- **WHAT YOU NEED TO DO**
Express every line of the entries below as a JSON list of strings, one string per line, omitting blank lines and leaving out the pictures.

- **TASK DATA**
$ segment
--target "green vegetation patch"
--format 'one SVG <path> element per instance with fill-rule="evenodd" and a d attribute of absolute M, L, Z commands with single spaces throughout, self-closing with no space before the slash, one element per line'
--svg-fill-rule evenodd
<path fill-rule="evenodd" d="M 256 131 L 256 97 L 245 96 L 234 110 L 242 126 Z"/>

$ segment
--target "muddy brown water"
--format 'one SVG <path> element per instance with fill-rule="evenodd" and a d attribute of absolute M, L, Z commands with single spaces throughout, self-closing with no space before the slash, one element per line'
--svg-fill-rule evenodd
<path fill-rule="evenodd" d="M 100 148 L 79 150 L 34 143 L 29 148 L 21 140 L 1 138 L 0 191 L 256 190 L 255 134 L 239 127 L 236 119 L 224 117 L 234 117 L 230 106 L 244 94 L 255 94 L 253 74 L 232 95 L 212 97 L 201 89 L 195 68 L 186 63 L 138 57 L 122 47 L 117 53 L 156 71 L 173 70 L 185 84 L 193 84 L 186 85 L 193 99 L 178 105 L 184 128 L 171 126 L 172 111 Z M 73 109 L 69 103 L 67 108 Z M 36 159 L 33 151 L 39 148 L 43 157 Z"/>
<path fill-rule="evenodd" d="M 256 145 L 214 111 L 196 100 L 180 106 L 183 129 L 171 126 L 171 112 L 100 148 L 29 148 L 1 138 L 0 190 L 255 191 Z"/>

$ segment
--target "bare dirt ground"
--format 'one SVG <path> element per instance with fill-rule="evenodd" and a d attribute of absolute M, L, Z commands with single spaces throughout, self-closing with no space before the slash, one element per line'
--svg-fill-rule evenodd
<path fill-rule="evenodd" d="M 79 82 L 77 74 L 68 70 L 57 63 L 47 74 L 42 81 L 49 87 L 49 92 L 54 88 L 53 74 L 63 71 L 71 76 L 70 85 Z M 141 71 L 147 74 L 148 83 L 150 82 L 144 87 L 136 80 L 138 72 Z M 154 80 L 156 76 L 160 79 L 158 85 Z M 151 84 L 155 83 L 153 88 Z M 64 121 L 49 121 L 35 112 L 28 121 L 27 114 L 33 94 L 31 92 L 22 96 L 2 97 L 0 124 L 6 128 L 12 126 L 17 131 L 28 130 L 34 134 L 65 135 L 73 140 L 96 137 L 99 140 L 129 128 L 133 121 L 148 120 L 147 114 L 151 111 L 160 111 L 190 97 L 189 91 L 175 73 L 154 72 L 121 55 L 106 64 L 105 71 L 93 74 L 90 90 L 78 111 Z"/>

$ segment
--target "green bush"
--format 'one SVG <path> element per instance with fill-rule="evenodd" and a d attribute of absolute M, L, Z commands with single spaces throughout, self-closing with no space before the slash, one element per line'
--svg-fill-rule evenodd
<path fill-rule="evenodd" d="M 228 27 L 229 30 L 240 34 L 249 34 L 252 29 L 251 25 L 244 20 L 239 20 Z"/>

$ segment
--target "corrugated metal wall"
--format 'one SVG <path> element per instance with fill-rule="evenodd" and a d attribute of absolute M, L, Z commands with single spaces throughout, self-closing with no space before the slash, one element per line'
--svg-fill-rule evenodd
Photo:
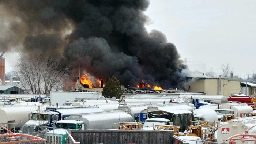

- **SOLUTION TO THIS TASK**
[
  "$ segment",
  "--target \"green vegetation patch\"",
  "--format 'one SVG <path> element per instance with fill-rule=\"evenodd\" and a d attribute of absolute M, L, Z commands with single spaces throughout, self-closing with no space before the slash, one element per line'",
  "--svg-fill-rule evenodd",
  "<path fill-rule=\"evenodd\" d=\"M 256 131 L 256 97 L 245 96 L 234 110 L 242 126 Z\"/>",
  "$ segment",
  "--target \"muddy brown water\"",
  "--format 'one SVG <path> element per instance with fill-rule=\"evenodd\" and a d attribute of absolute M, L, Z commands with single spaces throughout, self-closing with no space before the slash, one element per line'",
  "--svg-fill-rule evenodd",
  "<path fill-rule=\"evenodd\" d=\"M 100 148 L 79 150 L 34 143 L 29 148 L 21 140 L 1 138 L 0 191 L 256 190 L 255 134 L 239 127 L 236 119 L 224 117 L 234 117 L 230 106 L 244 94 L 255 94 L 253 74 L 232 95 L 212 97 L 201 89 L 195 68 L 186 63 L 138 57 L 122 47 L 117 53 L 156 71 L 173 70 L 185 84 L 193 84 L 186 85 L 193 99 L 178 105 L 184 128 L 171 126 L 172 111 Z M 73 109 L 69 103 L 67 108 Z M 36 159 L 33 151 L 39 148 L 43 157 Z\"/>",
  "<path fill-rule=\"evenodd\" d=\"M 256 145 L 214 111 L 196 100 L 180 106 L 183 129 L 171 126 L 171 112 L 100 148 L 29 148 L 1 138 L 0 190 L 255 191 Z\"/>",
  "$ segment",
  "--target \"bare dirt ground\"",
  "--format 'one SVG <path> element per instance with fill-rule=\"evenodd\" and a d attribute of absolute M, L, Z commands with single spaces throughout, self-closing with no space before the slash, one element per line'",
  "--svg-fill-rule evenodd",
  "<path fill-rule=\"evenodd\" d=\"M 79 82 L 77 74 L 68 70 L 57 63 L 47 74 L 42 81 L 49 87 L 49 92 L 54 88 L 53 74 L 63 71 L 71 76 L 70 85 Z M 141 71 L 147 74 L 148 83 L 150 82 L 144 87 L 136 80 L 138 72 Z M 154 80 L 156 76 L 160 79 L 158 85 Z M 151 84 L 155 83 L 153 88 Z M 64 121 L 49 121 L 35 112 L 28 121 L 27 114 L 33 94 L 31 92 L 22 96 L 2 97 L 0 124 L 6 128 L 12 126 L 17 131 L 28 130 L 34 134 L 65 135 L 73 140 L 96 137 L 99 140 L 129 128 L 133 121 L 148 120 L 147 114 L 151 111 L 160 111 L 190 97 L 189 91 L 175 73 L 154 72 L 121 55 L 106 64 L 105 71 L 93 74 L 90 90 L 78 111 Z\"/>",
  "$ segment",
  "--target \"green bush\"",
  "--format 'one SVG <path> element per instance with fill-rule=\"evenodd\" and a d attribute of absolute M, L, Z commands with single spaces throughout, self-closing with no space before the slash, one element per line'",
  "--svg-fill-rule evenodd",
  "<path fill-rule=\"evenodd\" d=\"M 228 27 L 229 30 L 240 34 L 249 34 L 252 29 L 251 25 L 244 20 L 239 20 Z\"/>",
  "$ segment",
  "--target \"corrugated metal wall\"",
  "--format 'one SVG <path> element per instance with fill-rule=\"evenodd\" and a d attribute of absolute M, L, Z commands with single spaces throughout, self-closing with no space before the slash, one element per line'",
  "--svg-fill-rule evenodd",
  "Photo:"
]